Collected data
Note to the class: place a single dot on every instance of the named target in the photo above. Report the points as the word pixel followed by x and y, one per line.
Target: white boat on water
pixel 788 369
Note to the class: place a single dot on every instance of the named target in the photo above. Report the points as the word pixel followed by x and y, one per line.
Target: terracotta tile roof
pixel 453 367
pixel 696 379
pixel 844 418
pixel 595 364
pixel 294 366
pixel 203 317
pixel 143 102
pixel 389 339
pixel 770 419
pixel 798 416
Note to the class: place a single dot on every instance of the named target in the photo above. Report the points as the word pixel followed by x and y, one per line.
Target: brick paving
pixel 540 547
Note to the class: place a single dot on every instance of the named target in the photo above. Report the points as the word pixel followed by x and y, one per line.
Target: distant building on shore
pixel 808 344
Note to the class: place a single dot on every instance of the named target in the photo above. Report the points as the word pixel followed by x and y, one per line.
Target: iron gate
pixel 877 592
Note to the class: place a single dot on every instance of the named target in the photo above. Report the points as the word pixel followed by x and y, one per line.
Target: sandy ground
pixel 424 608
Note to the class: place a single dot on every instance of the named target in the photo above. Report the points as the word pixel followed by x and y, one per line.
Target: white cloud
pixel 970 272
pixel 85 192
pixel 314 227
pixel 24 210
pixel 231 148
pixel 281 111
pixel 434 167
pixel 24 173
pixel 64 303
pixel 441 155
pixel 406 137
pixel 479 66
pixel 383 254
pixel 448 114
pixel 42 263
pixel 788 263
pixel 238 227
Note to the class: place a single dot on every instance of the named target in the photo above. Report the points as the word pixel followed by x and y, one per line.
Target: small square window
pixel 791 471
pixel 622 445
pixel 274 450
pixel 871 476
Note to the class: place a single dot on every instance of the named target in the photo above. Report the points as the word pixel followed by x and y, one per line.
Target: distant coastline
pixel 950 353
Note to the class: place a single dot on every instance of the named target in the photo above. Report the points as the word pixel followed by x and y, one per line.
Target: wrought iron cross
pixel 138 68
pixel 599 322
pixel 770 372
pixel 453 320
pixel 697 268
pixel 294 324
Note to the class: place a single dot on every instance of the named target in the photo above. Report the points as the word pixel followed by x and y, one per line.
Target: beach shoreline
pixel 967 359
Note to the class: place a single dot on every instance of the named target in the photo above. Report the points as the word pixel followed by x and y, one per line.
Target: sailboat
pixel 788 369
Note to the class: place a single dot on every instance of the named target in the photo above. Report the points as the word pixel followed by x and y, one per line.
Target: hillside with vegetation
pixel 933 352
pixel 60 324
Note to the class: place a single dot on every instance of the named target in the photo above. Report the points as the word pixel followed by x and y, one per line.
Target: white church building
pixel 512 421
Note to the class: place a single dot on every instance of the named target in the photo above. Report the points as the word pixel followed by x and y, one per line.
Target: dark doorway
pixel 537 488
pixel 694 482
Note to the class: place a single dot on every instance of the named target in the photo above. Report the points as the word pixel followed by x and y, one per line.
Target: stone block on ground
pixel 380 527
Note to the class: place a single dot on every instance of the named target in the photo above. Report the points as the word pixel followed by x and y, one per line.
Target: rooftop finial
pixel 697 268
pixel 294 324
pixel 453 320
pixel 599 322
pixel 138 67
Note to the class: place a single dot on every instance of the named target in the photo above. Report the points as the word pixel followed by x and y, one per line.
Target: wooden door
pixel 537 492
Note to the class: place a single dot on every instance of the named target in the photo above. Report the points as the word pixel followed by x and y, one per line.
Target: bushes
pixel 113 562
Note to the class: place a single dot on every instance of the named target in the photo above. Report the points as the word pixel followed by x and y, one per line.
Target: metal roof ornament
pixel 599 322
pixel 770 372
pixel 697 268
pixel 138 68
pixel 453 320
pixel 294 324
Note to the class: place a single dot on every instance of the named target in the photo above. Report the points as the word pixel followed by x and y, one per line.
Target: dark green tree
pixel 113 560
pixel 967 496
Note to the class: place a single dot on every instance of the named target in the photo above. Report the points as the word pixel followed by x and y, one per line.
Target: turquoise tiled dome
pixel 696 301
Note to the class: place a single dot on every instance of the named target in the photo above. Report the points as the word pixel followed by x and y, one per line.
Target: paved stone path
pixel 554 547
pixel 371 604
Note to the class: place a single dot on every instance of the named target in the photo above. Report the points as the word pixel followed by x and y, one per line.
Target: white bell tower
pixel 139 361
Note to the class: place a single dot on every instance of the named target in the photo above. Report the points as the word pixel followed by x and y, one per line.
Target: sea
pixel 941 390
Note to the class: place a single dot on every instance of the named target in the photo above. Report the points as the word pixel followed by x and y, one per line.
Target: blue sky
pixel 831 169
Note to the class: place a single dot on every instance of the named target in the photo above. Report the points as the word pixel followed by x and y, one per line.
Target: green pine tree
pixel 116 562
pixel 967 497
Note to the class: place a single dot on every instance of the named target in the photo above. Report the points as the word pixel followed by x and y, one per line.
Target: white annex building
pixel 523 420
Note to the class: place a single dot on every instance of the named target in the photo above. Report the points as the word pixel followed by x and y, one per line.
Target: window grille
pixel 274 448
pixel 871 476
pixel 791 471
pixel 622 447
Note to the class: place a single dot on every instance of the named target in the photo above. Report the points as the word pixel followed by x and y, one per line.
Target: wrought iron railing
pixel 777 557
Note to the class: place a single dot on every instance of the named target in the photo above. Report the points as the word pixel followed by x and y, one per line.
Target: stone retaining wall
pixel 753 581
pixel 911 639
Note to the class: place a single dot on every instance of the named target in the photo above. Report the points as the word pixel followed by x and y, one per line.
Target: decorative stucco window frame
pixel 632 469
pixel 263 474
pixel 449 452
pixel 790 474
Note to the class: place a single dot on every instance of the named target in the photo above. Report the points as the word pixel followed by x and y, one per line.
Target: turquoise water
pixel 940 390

- **Task to carry out**: Print all of the data exactly as it was given.

- **Reply**:
Note to the class: place a single dot on every instance of the named target in the photo above. Report the points as the word pixel followed by x and y, one per line.
Target: white boat on water
pixel 788 369
Note to the class: place a single dot on every instance of the named target in the photo above. Report the points as the word pixel followed by x and y, one per line.
Target: terracotta tile roof
pixel 453 367
pixel 696 379
pixel 844 418
pixel 595 364
pixel 294 366
pixel 203 317
pixel 143 102
pixel 389 339
pixel 770 419
pixel 798 416
Note to the class: place a single dot on every instance of the named target in the photo above. Report the points as the word pixel followed by x and y, one per line.
Target: brick paving
pixel 540 547
Note to the class: place a single dot on every instance of the named target in the photo above. Report the points as the word pixel followed by x and y, one per line.
Target: distant building on shore
pixel 808 344
Note to the class: place a single dot on every instance of the named target in the photo above. Report the points as the word pixel followed by x and y, one per line.
Target: iron gate
pixel 877 592
Note to the class: place a single dot on every instance of the named target in the photo above. Report the points as the word pixel followed by x and y, one per line.
Target: sandy ground
pixel 424 608
Note to the class: place a single dot on every instance of the named target in the photo above. Report the points as the word pixel followed by x and y, one per line.
Target: white cloud
pixel 970 272
pixel 85 192
pixel 314 227
pixel 24 210
pixel 231 148
pixel 281 111
pixel 434 167
pixel 24 173
pixel 64 303
pixel 441 155
pixel 406 137
pixel 479 66
pixel 383 254
pixel 448 114
pixel 42 263
pixel 788 263
pixel 238 227
Note to the class: place a single dot on every instance of the named target in the photo above. Report the points as the word pixel followed by x and y, one per line.
Target: small square window
pixel 791 471
pixel 622 445
pixel 274 450
pixel 871 476
Note to the class: place a single dot on every instance of the named target in the photo above. Report the points as the word pixel followed by x and y, one per line.
Target: distant coastline
pixel 950 353
Note to the class: place a single dot on every instance of the named target in the photo above. Report the points as the word pixel followed by x and y, one per line.
Target: wrought iron cross
pixel 138 68
pixel 599 322
pixel 770 372
pixel 453 320
pixel 697 268
pixel 294 324
Note to the class: place a single dot on every instance of the named target in the photo above. Report the points as the word pixel followed by x and y, one per line.
Target: beach shoreline
pixel 967 359
Note to the class: place a single dot on every instance of the named target in the photo above. Report the points as the word pixel followed by x and y, one per line.
Target: sailboat
pixel 788 369
Note to the class: place a single dot on every instance of the named target in the photo above. Report the points as the word pixel followed by x and y, one per line.
Target: hillside with vegetation
pixel 933 352
pixel 60 324
Note to the class: place a single dot on every instance of the named target in the photo above. Report the points as the word pixel followed by x and y, one per line.
Target: white church building
pixel 512 421
Note to the class: place a single dot on every instance of the named target in the photo above. Report the points as the word pixel followed by x and y, one per line.
Target: dark doorway
pixel 537 488
pixel 694 482
Note to the class: place a single dot on every instance of the named target in the photo above. Report the points as the word pixel followed by x and y, one per line.
Target: stone block on ground
pixel 380 527
Note to the class: place a single dot on every instance of the named target in the photo above. Report the points as the word pixel followed by x and y, one per line.
Target: rooftop finial
pixel 697 268
pixel 294 324
pixel 453 320
pixel 599 322
pixel 138 67
Note to the class: place a single dot on every instance of the named target in the photo above. Report the points as the word pixel followed by x and y, one per line.
Target: wooden door
pixel 537 492
Note to the class: place a single dot on every instance of the named target in the photo above. Report the points as the word pixel followed by x and y, one per line.
Target: bushes
pixel 113 562
Note to the class: place a single dot on every instance of the named target in the photo above. Report the points as the word pixel followed by x and y, one per line.
Target: metal roof ornament
pixel 599 322
pixel 770 372
pixel 697 268
pixel 138 68
pixel 453 320
pixel 294 324
Note to the class: place a single dot on every instance of the named target in the photo above. Report the points as the word pixel followed by x and y, one per line.
Target: dark green tree
pixel 113 560
pixel 967 496
Note to the class: place a single dot on every instance of the named target in the photo above. Report the points as the word pixel followed by x and y, one per line.
Target: turquoise tiled dome
pixel 696 301
Note to the class: place a single dot on every instance of the named target in the photo above. Report the points as the word pixel followed by x and y, one per line.
Target: paved stone path
pixel 554 547
pixel 371 604
Note to the class: place a single dot on every instance of the named target in the photo above. Report the points as the word pixel followed by x and y, one per line.
Target: white bell tower
pixel 139 361
Note to the class: place a single dot on every instance of the named target in the photo above. Report the points as the word pixel followed by x and y, one per line.
Target: sea
pixel 941 390
Note to the class: place a single dot on every instance of the named target in the photo above. Report the points as the word pixel followed by x and y, one per line.
Target: blue sky
pixel 831 169
Note to the class: place a single dot on every instance of the named target in the photo above. Report the points as the word pixel followed by x and y, one per line.
Target: green pine tree
pixel 116 562
pixel 967 497
Note to the class: place a single dot on every instance of the named target in the photo above. Report the points as the word pixel followed by x and y, one per line.
Target: white annex building
pixel 523 420
Note to the class: place a single dot on every instance of the named target in the photo above. Report the points as the word pixel followed by x and y, one per line.
Target: window grille
pixel 274 448
pixel 871 476
pixel 791 471
pixel 622 447
Note to the class: place a single dot on every instance of the named target in the photo above. Report the points as the word pixel followed by x and y, one per line.
Target: wrought iron railing
pixel 777 557
Note to the class: place a single dot on every instance of the named target in the photo above. Report the points as the word pixel followed by x and y, one per line.
Target: stone retaining wall
pixel 753 581
pixel 911 639
Note to the class: place a single dot on every instance of the named target in the photo above. Report the points as the word pixel followed by x and y, one per line.
Target: decorative stucco window frame
pixel 632 469
pixel 263 474
pixel 449 452
pixel 790 474
Note to the class: place a single dot on every instance of the named target in the photo above. Report the points as the word pixel followed by x and y, one per line.
Target: turquoise water
pixel 940 390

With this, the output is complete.